== GOAL ==
Write out the lines of the material below word for word, beginning at its first line and stopping after the line that contains "point(78, 131)".

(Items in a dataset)
---*---

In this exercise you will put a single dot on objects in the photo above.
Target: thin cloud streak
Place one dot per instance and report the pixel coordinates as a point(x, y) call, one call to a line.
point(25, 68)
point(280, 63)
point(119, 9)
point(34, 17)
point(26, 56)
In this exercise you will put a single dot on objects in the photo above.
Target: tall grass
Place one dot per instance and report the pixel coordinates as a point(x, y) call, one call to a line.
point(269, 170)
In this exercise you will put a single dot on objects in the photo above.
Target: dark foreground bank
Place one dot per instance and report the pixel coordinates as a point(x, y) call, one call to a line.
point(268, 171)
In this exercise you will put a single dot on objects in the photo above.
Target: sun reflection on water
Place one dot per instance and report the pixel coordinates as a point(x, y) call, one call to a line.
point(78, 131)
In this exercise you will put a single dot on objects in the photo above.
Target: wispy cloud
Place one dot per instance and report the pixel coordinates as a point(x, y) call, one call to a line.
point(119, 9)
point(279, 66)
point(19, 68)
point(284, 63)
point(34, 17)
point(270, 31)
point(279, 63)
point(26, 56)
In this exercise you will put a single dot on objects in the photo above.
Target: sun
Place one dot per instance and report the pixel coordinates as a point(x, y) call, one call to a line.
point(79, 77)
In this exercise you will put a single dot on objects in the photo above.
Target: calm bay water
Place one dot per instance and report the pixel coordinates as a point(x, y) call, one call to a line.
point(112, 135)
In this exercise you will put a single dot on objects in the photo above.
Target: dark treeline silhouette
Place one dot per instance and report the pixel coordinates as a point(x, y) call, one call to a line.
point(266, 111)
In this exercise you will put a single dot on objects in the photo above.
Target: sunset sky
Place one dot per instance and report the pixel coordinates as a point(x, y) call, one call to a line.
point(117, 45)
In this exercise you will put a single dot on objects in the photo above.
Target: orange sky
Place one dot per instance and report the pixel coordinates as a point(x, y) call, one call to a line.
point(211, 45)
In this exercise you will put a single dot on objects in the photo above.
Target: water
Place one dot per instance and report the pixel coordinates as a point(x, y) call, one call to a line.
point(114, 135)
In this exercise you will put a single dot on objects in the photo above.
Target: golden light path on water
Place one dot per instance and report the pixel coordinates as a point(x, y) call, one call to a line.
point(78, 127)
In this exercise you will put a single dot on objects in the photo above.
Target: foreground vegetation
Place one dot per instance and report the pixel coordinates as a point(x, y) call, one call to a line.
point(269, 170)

---*---

== EXERCISE RESULT ==
In this exercise you will put a single dot on objects in the photo above.
Target: thin cloud streak
Place one dot per instance and report the pixel coordinates as a point(x, y) call, one call to a line.
point(25, 68)
point(280, 63)
point(119, 9)
point(34, 17)
point(26, 56)
In this exercise you will put a single dot on objects in the photo above.
Target: tall grass
Place one dot per instance and report the pixel coordinates as a point(x, y) call, one call to a line.
point(269, 170)
In this exercise you will put a single dot on objects in the photo above.
Target: dark foreground bank
Place one dot per instance and report the pixel coordinates as a point(x, y) call, one call to a line.
point(268, 171)
In this exercise you will put a single dot on objects in the photo above.
Target: sun reflection on water
Place one dot per instance and report the pixel coordinates as a point(x, y) call, one call to a line.
point(78, 131)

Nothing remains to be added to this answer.